§ YOUR GOAL
In one to three sentences, explain why, according to the fishing reflection, the writer never got into fishing.

Begin SUPPLIED TEXT

Sunday, February 9, 2025 – Isaiah 6:1-8 [9-13], Psalm 138, 1 Corinthians 15:1-11, Luke 5:1-11

I have to confess, I’ve never been very interested in fishing. As a child, my brother often took rod and reel and went with our Uncle Richie, who just passed away a couple of weeks ago, to see what they could catch.

I remember a story where Jeff was casting his line into the water, and his watch went flying off and sailed away. But I just never got into fishing. First, I used to get kind of squirmy around worms, and second, I never wanted to be involved in the whole fish-cleaning mess.

That did change for a day last October when I joined Jeff at a timeshare in Cabo San Lucas, and he wanted to go fishing. I agreed to join him. I thought I was prepared. I had my sunscreen, my hat, my fishing shirt, and my Dramamine. I even had the thingie you wear around your neck.

Believe it or not, I caught the first fish – a yellow fin tuna. Luckily, one of our two local crewmen coached my efforts to reel it in. He also cleaned the fish we caught, so all we had to do was take it to the hotel restaurant and they cooked it up.

End SUPPLIED TEXT
Begin DATASET RECORDS

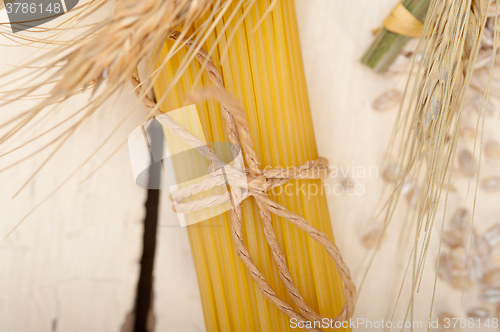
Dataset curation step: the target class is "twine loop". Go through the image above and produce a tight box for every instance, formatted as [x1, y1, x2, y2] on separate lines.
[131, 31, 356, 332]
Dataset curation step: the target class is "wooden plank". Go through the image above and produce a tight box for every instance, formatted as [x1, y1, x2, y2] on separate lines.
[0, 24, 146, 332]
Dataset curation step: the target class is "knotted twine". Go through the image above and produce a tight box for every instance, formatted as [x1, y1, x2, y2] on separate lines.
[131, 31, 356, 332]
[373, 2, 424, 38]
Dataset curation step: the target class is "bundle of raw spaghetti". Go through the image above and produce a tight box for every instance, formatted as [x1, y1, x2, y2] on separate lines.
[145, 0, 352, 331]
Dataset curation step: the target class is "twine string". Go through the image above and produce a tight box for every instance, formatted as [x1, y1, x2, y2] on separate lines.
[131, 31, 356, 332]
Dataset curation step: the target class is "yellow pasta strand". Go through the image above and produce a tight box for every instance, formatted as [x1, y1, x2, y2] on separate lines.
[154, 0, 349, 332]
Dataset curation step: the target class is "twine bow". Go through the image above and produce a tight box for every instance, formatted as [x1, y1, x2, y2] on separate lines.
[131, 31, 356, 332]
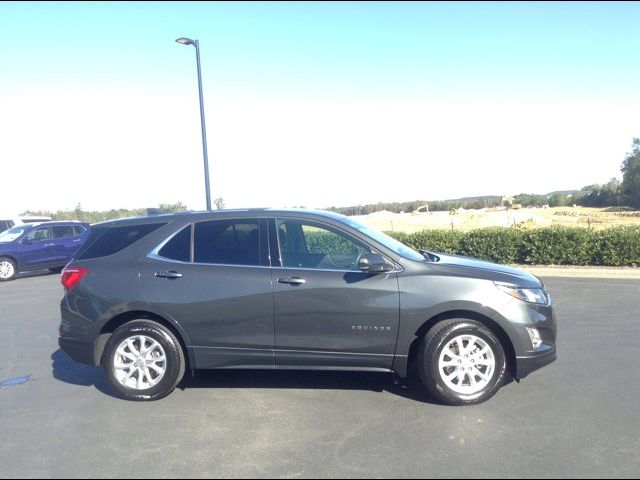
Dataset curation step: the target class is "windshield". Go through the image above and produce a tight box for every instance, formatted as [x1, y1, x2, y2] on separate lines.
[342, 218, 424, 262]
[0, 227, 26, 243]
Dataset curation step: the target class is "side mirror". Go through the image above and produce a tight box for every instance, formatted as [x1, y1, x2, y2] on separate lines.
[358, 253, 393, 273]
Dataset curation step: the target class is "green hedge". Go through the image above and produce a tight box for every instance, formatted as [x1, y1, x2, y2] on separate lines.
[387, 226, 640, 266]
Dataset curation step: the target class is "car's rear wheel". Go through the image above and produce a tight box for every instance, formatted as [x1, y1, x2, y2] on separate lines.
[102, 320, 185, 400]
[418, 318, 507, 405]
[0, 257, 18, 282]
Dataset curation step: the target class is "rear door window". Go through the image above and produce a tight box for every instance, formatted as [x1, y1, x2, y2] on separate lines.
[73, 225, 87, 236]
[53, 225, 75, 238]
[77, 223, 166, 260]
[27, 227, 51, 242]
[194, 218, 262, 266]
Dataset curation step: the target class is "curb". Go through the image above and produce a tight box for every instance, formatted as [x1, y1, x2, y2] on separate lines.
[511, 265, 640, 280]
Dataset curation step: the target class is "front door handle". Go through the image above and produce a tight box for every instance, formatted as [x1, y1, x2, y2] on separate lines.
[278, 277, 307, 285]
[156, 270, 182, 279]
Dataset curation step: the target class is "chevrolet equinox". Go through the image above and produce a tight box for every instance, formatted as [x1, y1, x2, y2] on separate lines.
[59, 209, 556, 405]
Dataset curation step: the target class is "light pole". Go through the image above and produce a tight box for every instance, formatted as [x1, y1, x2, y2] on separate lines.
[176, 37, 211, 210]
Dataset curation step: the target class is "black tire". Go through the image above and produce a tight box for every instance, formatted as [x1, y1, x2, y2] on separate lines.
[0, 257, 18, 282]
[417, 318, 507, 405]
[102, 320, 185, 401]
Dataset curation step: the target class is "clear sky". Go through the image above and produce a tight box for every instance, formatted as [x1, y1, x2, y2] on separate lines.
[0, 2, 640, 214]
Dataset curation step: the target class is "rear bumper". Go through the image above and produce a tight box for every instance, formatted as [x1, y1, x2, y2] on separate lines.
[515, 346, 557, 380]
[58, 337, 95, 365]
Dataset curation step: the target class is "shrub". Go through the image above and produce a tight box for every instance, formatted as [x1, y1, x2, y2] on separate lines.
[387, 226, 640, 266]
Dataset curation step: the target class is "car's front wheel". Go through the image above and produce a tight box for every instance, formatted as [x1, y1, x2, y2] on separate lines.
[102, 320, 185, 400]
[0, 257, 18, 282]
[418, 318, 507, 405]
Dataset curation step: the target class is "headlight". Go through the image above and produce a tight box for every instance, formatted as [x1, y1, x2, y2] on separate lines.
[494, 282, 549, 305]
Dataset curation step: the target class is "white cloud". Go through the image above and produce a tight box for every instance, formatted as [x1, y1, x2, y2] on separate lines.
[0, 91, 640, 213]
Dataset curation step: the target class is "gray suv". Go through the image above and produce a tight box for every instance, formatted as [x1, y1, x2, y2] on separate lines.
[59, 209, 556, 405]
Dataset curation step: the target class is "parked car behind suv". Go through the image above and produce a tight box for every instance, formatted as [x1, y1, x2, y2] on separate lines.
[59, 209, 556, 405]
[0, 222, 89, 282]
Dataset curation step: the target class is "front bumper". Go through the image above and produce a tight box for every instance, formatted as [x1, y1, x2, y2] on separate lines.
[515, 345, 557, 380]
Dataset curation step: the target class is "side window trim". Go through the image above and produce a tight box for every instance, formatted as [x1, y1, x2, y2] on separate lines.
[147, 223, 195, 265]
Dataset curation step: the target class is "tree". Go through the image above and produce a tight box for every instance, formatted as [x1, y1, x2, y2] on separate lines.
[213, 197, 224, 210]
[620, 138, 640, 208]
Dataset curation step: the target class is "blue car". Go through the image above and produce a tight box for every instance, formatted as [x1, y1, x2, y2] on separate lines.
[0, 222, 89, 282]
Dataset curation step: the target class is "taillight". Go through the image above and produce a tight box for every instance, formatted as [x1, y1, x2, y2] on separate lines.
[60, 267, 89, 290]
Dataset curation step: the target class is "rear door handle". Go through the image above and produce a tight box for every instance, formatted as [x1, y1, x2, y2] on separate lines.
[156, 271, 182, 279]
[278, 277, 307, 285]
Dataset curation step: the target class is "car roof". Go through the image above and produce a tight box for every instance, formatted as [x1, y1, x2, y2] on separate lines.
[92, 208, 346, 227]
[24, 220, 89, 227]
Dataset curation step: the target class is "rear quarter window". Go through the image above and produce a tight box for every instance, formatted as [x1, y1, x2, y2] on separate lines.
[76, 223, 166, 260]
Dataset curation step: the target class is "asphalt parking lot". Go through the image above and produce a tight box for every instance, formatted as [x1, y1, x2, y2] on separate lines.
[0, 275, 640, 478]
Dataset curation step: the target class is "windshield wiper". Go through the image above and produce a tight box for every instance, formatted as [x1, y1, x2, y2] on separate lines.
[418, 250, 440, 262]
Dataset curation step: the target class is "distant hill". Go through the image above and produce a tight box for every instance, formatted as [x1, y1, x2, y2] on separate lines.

End DATASET RECORDS

§ TASK OUTPUT
The writer gives two reasons. The writer used to get squirmy around worms and never wanted to be involved in the mess of cleaning fish.